According to Sun Tzu, an ideal general was an enlightened Taoist master which led to “The Art of War” to become a prime example of Taoist strategy. It is different from the other Western works, such as Prussian general Carl von Clausewitz's On War on its spiritual dimension. To have well understanding of this text, it is essential to have awareness on Taoism. This book also gained popularity among the political leaders and those in business management. Today, it is also used in public administration and planning. Apart from describing the theories of battles, this text also discusses the diplomacy and developing relationships with other nation’s importance for the sovereignty of a state. It is now listed on the Marine Corps Professional Reading Program and is recommended to be read by all United States Military Intelligence personnel. CIA officers are also required to read this book. Scholars discovered a collection of ancient texts written on unusually well-preserved bamboo slips in early 1970s. These texts included “The Art of War” and Sun Bin's “Military Methods”. Sun Bin's “Military Methods” was written by a descendant of Sun and was lost since then. It is considered very important because of Sun Bin's relationship to Sun Tzu and also due to its addition to the body of military thought in late Chinese antiquity. This discovery led to the significant expansion of the body of surviving Warring States military theory. Sun Bin’s text, apart from being the only surviving military text from the Warring States period discovered in the twentieth century, also contains the closest similarity to “The Art of War” among all surviving texts.

+--

Task prompt: Continue the passage on Sun Tzu's "The Art of War," picking up directly after its last sentence. The records bear no relation to the passage on Sun Tzu's "The Art of War."

+--

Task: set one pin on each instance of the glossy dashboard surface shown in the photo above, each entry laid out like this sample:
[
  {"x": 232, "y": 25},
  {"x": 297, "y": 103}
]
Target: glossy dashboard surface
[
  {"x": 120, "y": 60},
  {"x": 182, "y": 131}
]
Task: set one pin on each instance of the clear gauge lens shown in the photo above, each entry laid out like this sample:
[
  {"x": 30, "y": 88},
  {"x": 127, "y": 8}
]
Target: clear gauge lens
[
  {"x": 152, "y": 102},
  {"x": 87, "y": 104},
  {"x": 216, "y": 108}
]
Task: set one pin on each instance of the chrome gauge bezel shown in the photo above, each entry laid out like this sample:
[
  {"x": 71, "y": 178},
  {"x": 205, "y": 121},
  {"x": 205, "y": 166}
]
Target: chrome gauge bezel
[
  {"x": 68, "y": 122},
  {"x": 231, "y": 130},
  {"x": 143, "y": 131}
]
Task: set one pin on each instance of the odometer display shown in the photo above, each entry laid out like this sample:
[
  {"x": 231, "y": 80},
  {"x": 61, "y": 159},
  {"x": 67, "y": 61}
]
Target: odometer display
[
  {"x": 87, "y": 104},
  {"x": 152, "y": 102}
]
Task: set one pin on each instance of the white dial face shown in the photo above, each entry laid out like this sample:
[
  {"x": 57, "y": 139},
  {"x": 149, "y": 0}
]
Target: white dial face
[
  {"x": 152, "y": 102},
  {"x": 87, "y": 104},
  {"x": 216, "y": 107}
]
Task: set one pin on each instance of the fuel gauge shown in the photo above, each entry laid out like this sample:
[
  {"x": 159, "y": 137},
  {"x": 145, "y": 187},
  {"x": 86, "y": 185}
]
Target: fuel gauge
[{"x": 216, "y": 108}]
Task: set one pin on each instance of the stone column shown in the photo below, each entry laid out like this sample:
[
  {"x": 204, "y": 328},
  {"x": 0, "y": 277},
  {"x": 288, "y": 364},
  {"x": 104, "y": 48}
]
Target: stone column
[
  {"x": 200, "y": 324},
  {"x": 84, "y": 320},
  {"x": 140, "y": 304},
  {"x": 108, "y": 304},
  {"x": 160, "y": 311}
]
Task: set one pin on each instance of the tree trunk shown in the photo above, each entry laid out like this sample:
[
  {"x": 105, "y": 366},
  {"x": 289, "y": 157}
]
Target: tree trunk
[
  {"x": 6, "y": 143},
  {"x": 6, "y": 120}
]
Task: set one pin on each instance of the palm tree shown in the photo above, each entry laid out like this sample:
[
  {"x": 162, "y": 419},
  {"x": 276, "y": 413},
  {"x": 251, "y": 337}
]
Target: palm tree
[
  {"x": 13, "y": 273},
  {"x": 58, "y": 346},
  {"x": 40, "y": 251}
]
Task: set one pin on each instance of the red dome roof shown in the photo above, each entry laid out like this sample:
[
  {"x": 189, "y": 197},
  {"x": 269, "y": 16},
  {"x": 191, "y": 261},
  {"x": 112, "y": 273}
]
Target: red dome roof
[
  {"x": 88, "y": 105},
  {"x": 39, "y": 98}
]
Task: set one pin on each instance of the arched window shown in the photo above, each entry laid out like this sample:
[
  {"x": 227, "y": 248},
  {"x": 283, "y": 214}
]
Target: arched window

+--

Expected answer:
Sun Tzu’s “The Art of War” influenced many prominent figures from the history. One of the earliest accounts was of the first emperor of a unified China, Qin Shi Huang, who considered the book had ended the Age of Warring States. This text was introduced in Japan around AD 760 and quickly became popular among Japanese generals. This book played a significant role in the unification of Japan. Samurai were known to have honored the teachings of this book. The history states that the French emperor Napoleon studied Sun's military writings and used it effectively in the war against the rest of Europe. His ignorance to the central principles such as attentiveness to temporal conditions led to his defeat in Russia. There were accounts of Admiral of the Fleet Tôgô Heihachirô, who led Japan's forces to victory against Russia in the Russo-Japanese War, being an avid reader of “The Art of War”. Even the communist Chinese leader Mao Zedong partially credited his victory over Chiang Kai-shek and the Kuomintang in 1949 to this text. General Vo Nguyen Giap, who was the military mastermind behind victories over French and American forces in Vietnam, was believed to be an avid student and practitioner of Sun Tzu's ideas. It was the American defeat in Vietnam which brought attention of American military leaders to the writings of Sun Tzu. It is now listed on the Marine Corps Professional Reading Program. Its significance was proved again during the Persian Gulf War in the 1990s, where both General Norman Schwarzkopf, Jr. and General Colin Powell used Sun Tzu's principles of deception, speed, and attacking the enemy's weakness.

"Sun Tzu" (pronounced SOON-zuh) means Master Sun. Thus, Sun was his family name and Tzu is an honorary title. His given name was Wu.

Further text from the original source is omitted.